▸ **Document extract**:
= Beginning of Section =
The Nipissing sills, also called the Nipissing diabase, is a large 2217– to 2210–million year old group of sills in the Superior craton of the Canadian Shield in Ontario, Canada, which intrude the Huronian Supergroup. Nipissing sills intrude all the Huronian sediments and older basement rocks in the northern margin of the Sudbury Basin; they were emplaced after the faulting and folding of Huronian rocks, and are hornblende gabbro of tholeiitic basalt composition. In the Sudbury-Elliot Lake area the Nipissing diabase is deformed; outcrops are parallel to the fold axes of the Huronian sedimentary rocks. Nipissing diabase intrusions are east-northeast trending and are no wider than 460 m.
= End of Section =
▸ **Extracted material**:
= Beginning of Section =
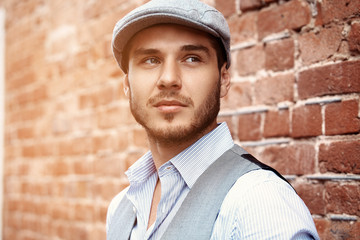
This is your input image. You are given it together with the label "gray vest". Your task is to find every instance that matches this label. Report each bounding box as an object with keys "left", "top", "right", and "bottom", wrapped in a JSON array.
[{"left": 107, "top": 145, "right": 286, "bottom": 240}]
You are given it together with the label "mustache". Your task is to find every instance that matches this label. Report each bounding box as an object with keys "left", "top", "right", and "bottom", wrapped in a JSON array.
[{"left": 147, "top": 91, "right": 194, "bottom": 106}]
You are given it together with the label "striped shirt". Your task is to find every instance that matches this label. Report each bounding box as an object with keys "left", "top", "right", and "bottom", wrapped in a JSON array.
[{"left": 107, "top": 123, "right": 318, "bottom": 240}]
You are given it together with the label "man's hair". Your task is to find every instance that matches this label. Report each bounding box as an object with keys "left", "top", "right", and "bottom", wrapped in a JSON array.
[{"left": 121, "top": 29, "right": 226, "bottom": 74}]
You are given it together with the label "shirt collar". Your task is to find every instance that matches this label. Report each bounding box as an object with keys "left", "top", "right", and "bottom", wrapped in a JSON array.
[
  {"left": 126, "top": 122, "right": 234, "bottom": 189},
  {"left": 170, "top": 122, "right": 234, "bottom": 189}
]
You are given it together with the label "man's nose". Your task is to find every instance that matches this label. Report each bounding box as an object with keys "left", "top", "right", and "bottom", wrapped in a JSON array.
[{"left": 157, "top": 60, "right": 182, "bottom": 90}]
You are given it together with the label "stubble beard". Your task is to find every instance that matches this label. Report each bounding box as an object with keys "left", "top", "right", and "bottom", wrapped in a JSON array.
[{"left": 130, "top": 80, "right": 220, "bottom": 144}]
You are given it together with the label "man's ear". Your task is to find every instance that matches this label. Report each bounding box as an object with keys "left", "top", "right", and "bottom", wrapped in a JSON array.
[
  {"left": 220, "top": 62, "right": 231, "bottom": 98},
  {"left": 123, "top": 74, "right": 130, "bottom": 97}
]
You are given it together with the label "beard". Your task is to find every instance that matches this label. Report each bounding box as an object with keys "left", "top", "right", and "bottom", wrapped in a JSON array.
[{"left": 130, "top": 79, "right": 221, "bottom": 144}]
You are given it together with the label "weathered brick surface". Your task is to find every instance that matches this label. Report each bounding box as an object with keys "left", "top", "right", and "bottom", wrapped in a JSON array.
[
  {"left": 294, "top": 182, "right": 326, "bottom": 216},
  {"left": 298, "top": 60, "right": 360, "bottom": 99},
  {"left": 236, "top": 45, "right": 265, "bottom": 75},
  {"left": 240, "top": 0, "right": 263, "bottom": 11},
  {"left": 320, "top": 0, "right": 360, "bottom": 24},
  {"left": 258, "top": 0, "right": 311, "bottom": 39},
  {"left": 0, "top": 0, "right": 360, "bottom": 240},
  {"left": 299, "top": 25, "right": 343, "bottom": 65},
  {"left": 325, "top": 100, "right": 360, "bottom": 135},
  {"left": 325, "top": 182, "right": 360, "bottom": 216},
  {"left": 319, "top": 138, "right": 360, "bottom": 174},
  {"left": 264, "top": 109, "right": 290, "bottom": 137},
  {"left": 259, "top": 143, "right": 315, "bottom": 175},
  {"left": 255, "top": 74, "right": 295, "bottom": 104},
  {"left": 291, "top": 105, "right": 322, "bottom": 138},
  {"left": 265, "top": 38, "right": 295, "bottom": 71},
  {"left": 348, "top": 22, "right": 360, "bottom": 54}
]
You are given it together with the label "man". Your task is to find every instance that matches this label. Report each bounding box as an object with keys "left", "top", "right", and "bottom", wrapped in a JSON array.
[{"left": 107, "top": 0, "right": 318, "bottom": 240}]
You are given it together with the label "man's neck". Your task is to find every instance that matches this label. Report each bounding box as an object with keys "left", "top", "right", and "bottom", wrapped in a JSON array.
[{"left": 148, "top": 123, "right": 217, "bottom": 170}]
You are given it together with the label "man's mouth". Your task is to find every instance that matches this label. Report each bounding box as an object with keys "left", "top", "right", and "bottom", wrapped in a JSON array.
[{"left": 153, "top": 100, "right": 187, "bottom": 113}]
= End of Section =
▸ **Problem A**:
For each statement below, say whether it agrees with the passage on the Nipissing sills above, answering yes or no and quoting the deciding words of the passage: (i) The Nipissing sills intrude the Huronian Supergroup. (ii) The Nipissing sills were emplaced before the faulting and folding of Huronian rocks. (iii) Nipissing diabase intrusions trend north-south.
▸ **Problem B**:
Extend the passage on the Nipissing sills above, picking up after its final sentence.

▸ **Expected output A**:
(i) Yes: "which intrude the Huronian Supergroup"
(ii) No: "they were emplaced after the faulting and folding of Huronian rocks"
(iii) No: "Nipissing diabase intrusions are east-northeast trending"

▸ **Expected output B**:
The Nipissing sills in the Southern Province of the Superior craton are thought to originate from a radiating dike swarm area 1300 km to the northeast. The mantle source for the Nipissing sills did not come from the mantle beneath the Southern Province that had generated the 2500– to 2450–million year old Matachewan dike swarm. The 2217– to 2210–million year old Ungava magmatic event - located under the Labrador Trough - fed the Nipissing sills; evidence shows the sills were laterally fed from a mantle plume center 1500 km away via the 2216–million year old Senneterre dikes which form part of the radiating dike swarm.

In 1911, Willett G. Miller named the Nipissing diabase type area at Cobalt, Ontario.